Is overripeness a problem with many of today’s wine styles? In an earlier piece on this site I looked at the question of ripeness. This discussed the process of grape ripening: how grapes are for the birds, but contain natural antifeedant compounds such as bitter tannins and the green tasting methoxypyrazines to keep them away until the time is right. The vine wants to attract birds to spread grapes, but not too soon. Instead, it alerts birds to grapes by a colour change from green (hidden) to red/black (standing out) during a process that coincides with a reduction in green flavours, the development of sugar, the loss of acidity and changes in tannins so that the birds will do their dispersal job when the seeds are ready.

This is the familiar grape ripening process. Winemakers aren’t like birds though: they need to make a careful choice about when too pick if they want their wines to be of high quality. If they pick too soon, the acid levels will be too high, the sugars too low and the tannins too mean. If they pick too late, the sugar levels will be too high, the acids too low and the tannins will have evolved to a point where they don’t provide the wine with its required structure. In theory it sounds simple, but the devil is in the details.

The various chemical changes occurring during the ripening process take place in a complicated sequence, and are highly responsive to what’s going on in the environment. Traditionally, in the classic European regions judging peak ripeness was a rather simple issue. You picked the grapes when they reached a certain level of sugar, a measurement taken in the units Brix, Baume or Oeschle, depending where you came from. In these regions, where the summers have just enough heat to ripen the varieties that are planted in each location, the higher the sugar levels the better, because once the grapes have reached about 12 degrees potential alcohol, they’ll be ripe in all the other ways, too. Because of the constant threat of Autumn rains, it wouldn’t pay to leave the grapes on the vine much beyond this point: there’s a risk of severe quality loss if it starts bucketing down while the grapes remain unpicked.

• **COLLECTED MATERIAL**:
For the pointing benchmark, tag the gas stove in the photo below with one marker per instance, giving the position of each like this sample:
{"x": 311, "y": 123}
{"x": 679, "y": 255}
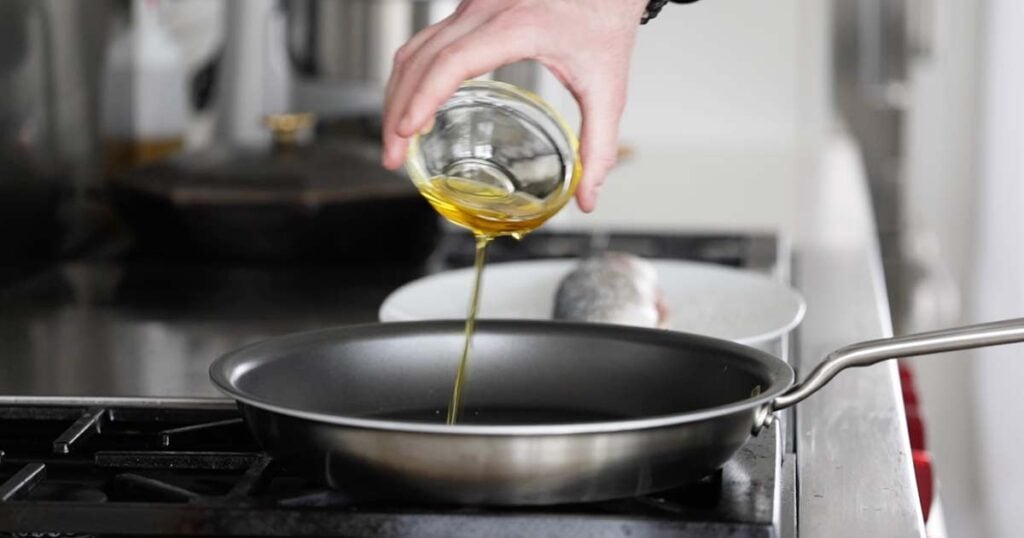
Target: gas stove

• **TASKS TO PERFORM**:
- A) Answer these questions using the text on grape ripening:
(i) What color change does the vine use to alert birds to its grapes?
(ii) If winemakers pick too late, what happens to the acid levels?
(iii) At about what level of potential alcohol, according to the text, will grapes in the classic European regions be ripe in all the other ways too?
- B) Write the next part of the text on grape ripening, starting after its final sentence.

• **IN RESPONSE**:
- A)
(i) The grapes change from green to red/black.
(ii) The acids are too low.
(iii) About 12 degrees potential alcohol.

- B)
As vines began to be planted widely in newer wine regions, commonly with warmer climates where an average summer has more than enough capacity to ripen the planted varieties, the rules suddenly changed a bit. Picking by sugar levels resulted in harvesting grapes that made wine with distinctive green characteristics and unresolved tannins: the grapes weren’t fully ripe. This new concept became dubbed ‘physiological’ or ‘phenolic’ ripeness (tannins are a group of phenolic compounds). In these warmer climates the process of sugar ripeness (with rising sugars and lowering acids) seemed to have become uncoupled from the process of physiological ripeness. So growers began leaving the grapes on the vines longer, leading to a concept dubbed ‘hang time’.

This extra hang time wasn’t such a risk in warmer climates, where the grapes were being harvested in weather more like a northern European summer than Autumn, and rain wasn’t a threat. This opened up possibilities to winemakers: picking became much more of a choice than in cooler European regions where winemakers had a lot less latitude to experiment. It also led to an unexpected problem: how should this new sort of ripeness be measured? Sugar measurements are trivial and can be made easily in the field. Measuring tannins and methoxypyrazines is a good deal trickier, so winemakers tend to rely on flavour for picking where sugar levels aren’t a good indicator of harvest time, alongside sugar and acid measurements.

Soon winemakers began toying with harvest dates, finding that the longer they left the grapes on the vine, the more some consumers and critics enjoyed the resulting wines. They became richer, with a sweeter fruit profile and softer tannins. They also became more concentrated and thicker, with darker colour. The alcohol levels became higher, mainly because of increased sugar levels but also because the grapes started dehydrating on the vine as they were left to hang.

Can you have too much of a good thing though? The pursuit of flavour or physiological ripeness has led to one of the biggest problems in wine today: ever-rising alcohol levels. Studies from Australia and California have shown that average alcohol levels have steadily been climbing over the last couple of decades such that it’s increasingly common to encounter wines that tip the scales at 14.5 or 15%. It’s barmy. Producers maintain that this is the price we have to pay for wines with the flavour profiles that consumers like: sweet fruit, soft tannins and lushness of texture. Some critics applaud these new wave wines; others complain that it has all gone too far.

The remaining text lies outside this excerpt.